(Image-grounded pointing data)
((

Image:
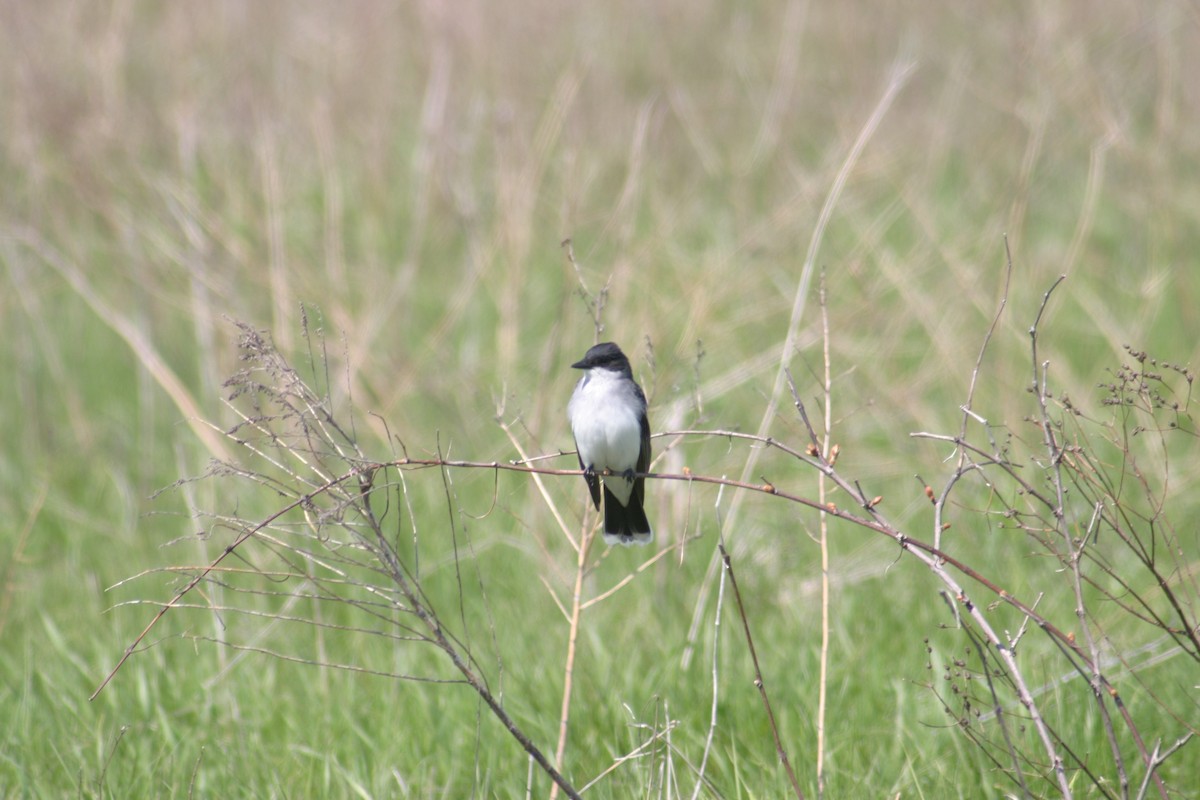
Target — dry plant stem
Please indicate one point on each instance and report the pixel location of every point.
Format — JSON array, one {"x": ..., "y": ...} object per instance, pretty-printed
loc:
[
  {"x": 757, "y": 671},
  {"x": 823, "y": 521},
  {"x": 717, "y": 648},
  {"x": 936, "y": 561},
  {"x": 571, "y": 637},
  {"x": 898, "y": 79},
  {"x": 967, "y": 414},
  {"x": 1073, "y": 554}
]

))

=== TASK DESCRIPTION ===
Search the data for the string "instance" and copy each line where it appears.

=== ANSWER SPACE ===
Please indicate one point on each instance and report the pixel location of every point.
Format — JSON array, one {"x": ..., "y": ...} object per instance, pretty-printed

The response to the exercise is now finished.